# [TASK OBJECTIVE]
Please work out how many lines include the word "shorts" in the entries, and reply with only the count.

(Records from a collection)
# # # # # # #
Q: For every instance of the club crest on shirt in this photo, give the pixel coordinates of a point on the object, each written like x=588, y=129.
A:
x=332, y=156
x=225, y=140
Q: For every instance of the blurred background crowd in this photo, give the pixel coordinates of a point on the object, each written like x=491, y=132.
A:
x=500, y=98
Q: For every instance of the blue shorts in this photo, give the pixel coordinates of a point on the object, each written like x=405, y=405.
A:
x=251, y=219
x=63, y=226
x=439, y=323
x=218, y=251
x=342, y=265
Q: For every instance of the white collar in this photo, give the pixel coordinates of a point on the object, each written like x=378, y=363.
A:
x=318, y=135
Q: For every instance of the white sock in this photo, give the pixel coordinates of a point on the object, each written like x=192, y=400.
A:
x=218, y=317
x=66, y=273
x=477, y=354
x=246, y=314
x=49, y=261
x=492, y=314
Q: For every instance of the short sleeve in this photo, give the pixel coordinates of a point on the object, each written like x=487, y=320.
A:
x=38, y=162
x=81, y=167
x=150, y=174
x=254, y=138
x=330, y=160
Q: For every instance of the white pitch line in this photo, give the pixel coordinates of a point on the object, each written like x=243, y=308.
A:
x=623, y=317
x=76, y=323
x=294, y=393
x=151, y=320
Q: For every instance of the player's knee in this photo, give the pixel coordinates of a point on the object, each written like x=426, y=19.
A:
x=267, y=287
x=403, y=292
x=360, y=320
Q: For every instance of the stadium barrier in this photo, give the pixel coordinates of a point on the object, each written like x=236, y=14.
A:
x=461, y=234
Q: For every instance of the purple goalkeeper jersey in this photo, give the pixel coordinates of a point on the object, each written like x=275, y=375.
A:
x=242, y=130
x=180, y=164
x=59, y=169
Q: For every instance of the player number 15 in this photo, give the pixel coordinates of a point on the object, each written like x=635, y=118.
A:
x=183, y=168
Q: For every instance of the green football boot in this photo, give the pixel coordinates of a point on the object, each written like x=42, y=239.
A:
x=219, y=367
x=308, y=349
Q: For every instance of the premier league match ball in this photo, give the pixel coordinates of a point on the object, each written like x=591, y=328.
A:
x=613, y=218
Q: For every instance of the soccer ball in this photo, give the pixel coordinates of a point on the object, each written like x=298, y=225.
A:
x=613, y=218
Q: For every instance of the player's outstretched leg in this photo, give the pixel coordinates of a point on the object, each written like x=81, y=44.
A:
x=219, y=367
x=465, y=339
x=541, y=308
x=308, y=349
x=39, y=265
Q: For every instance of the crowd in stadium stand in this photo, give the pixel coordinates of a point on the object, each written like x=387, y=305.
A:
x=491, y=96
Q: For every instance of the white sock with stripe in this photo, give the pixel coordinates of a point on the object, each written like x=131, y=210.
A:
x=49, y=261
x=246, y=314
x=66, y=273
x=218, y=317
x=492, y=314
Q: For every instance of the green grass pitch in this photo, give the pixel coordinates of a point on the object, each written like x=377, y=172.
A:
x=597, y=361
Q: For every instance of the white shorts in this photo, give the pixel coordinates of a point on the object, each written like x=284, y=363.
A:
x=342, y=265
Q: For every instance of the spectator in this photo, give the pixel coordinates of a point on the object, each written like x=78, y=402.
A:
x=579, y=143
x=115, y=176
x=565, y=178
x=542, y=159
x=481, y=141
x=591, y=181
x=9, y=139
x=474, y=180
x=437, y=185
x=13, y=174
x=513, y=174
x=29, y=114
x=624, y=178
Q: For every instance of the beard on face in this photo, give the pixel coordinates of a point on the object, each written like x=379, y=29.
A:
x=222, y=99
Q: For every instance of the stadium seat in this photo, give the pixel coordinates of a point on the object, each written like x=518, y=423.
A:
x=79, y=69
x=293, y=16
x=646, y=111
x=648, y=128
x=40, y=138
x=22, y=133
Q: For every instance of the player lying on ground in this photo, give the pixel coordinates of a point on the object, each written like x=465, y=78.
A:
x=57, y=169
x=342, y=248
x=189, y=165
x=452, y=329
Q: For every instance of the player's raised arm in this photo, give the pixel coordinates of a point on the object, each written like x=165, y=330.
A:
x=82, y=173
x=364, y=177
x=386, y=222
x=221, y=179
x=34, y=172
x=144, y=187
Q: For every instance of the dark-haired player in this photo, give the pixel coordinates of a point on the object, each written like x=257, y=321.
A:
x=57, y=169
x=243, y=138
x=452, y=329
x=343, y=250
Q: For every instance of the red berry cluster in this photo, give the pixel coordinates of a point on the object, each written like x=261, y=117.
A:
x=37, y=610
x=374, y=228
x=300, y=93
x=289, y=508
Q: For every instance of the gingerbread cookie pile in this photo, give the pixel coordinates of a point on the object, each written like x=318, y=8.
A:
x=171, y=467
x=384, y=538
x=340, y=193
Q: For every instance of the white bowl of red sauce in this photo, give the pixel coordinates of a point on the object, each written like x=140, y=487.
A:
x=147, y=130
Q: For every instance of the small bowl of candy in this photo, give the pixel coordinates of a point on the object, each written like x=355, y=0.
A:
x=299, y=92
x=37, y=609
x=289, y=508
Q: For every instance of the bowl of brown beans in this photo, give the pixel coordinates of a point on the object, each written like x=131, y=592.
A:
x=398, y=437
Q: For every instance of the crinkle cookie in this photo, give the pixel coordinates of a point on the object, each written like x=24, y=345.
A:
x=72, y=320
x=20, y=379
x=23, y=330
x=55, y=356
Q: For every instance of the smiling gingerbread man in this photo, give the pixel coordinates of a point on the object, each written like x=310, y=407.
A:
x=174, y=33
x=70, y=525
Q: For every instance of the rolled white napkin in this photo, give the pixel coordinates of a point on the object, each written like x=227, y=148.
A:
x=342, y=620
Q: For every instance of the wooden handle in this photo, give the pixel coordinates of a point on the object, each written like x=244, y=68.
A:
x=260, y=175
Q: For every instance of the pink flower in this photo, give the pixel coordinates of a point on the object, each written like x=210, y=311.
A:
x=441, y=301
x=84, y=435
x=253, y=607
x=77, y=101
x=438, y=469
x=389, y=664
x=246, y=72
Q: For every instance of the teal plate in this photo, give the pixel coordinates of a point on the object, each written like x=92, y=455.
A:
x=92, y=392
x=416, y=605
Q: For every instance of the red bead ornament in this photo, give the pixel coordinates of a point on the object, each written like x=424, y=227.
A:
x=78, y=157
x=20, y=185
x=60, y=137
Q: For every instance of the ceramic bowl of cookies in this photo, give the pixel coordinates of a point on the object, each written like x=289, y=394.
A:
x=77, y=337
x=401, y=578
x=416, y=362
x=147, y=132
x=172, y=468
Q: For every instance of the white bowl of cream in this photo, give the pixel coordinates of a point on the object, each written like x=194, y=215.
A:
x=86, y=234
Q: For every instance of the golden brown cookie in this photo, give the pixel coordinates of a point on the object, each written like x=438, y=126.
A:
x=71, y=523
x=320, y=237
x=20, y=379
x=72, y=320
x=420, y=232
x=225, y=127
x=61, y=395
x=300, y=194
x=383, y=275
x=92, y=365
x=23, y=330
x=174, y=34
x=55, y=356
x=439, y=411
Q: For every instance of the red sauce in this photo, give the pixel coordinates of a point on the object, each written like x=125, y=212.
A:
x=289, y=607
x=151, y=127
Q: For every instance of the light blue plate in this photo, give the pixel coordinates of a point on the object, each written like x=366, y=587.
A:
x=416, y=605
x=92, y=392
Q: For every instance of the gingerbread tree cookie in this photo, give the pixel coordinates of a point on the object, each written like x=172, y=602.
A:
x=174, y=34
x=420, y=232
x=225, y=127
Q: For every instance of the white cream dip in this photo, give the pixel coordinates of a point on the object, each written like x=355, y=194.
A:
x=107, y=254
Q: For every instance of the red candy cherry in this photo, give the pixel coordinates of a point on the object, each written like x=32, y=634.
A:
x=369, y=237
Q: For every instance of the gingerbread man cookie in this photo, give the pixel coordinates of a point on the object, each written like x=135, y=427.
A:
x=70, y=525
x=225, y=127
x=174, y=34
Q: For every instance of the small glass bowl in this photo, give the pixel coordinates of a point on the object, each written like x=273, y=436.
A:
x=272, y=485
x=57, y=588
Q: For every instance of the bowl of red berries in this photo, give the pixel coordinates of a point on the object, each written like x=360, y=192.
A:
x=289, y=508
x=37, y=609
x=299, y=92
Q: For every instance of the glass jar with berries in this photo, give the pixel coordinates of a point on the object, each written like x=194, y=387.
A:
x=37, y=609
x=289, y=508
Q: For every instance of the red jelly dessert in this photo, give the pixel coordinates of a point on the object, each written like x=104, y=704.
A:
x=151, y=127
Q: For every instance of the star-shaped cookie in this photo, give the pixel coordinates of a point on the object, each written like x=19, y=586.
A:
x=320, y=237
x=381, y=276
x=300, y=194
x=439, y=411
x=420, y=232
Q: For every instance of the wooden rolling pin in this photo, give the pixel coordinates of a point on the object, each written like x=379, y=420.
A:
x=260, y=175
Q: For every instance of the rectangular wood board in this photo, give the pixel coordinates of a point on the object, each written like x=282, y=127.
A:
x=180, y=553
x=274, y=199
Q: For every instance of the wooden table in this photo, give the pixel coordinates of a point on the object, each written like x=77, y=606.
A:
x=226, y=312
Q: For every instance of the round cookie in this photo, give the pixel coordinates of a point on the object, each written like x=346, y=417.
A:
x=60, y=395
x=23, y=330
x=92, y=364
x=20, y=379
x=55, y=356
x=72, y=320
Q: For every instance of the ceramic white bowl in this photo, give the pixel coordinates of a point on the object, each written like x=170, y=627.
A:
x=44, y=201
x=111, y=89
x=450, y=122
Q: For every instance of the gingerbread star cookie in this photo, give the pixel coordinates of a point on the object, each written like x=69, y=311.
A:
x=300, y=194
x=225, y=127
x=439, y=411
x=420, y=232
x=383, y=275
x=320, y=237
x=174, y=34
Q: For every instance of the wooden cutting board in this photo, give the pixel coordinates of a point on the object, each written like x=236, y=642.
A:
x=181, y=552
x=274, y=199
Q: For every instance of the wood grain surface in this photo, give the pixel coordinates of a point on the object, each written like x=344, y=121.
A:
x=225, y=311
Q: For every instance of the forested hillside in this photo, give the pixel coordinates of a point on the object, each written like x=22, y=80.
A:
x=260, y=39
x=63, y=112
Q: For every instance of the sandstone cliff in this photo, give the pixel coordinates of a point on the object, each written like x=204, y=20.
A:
# # # # # # #
# [ANSWER SECTION]
2